• [Task statement]:
Copy each line containing the word "Target" from the records that follow, please.

::::

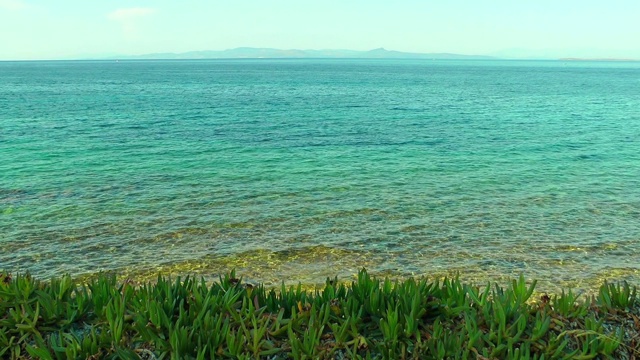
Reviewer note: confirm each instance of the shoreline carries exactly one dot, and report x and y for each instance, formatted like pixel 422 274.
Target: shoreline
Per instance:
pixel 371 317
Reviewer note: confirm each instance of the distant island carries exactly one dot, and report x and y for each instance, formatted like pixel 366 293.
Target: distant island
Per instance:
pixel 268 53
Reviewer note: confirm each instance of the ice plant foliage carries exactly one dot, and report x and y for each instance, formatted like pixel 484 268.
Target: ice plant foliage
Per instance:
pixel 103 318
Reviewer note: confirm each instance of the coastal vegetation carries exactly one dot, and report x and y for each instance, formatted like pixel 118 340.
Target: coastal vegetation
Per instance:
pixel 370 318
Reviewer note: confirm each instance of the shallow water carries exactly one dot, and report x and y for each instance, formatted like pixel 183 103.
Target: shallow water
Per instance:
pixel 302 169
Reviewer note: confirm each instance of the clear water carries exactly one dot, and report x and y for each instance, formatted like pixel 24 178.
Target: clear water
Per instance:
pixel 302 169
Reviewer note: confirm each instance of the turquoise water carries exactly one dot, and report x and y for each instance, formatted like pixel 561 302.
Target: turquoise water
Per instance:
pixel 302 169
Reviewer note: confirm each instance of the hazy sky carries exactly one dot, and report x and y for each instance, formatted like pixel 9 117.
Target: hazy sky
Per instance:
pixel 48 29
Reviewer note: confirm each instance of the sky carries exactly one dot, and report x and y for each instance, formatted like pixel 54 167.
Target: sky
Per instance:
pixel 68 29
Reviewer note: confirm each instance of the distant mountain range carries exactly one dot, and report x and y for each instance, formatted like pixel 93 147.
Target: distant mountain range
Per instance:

::::

• [Result]:
Target: shoreline
Target: distant island
Target: ice plant foliage
Target: coastal vegetation
Target: shallow water
Target: clear water
Target: turquoise water
Target: hazy sky
Target: sky
Target: distant mountain range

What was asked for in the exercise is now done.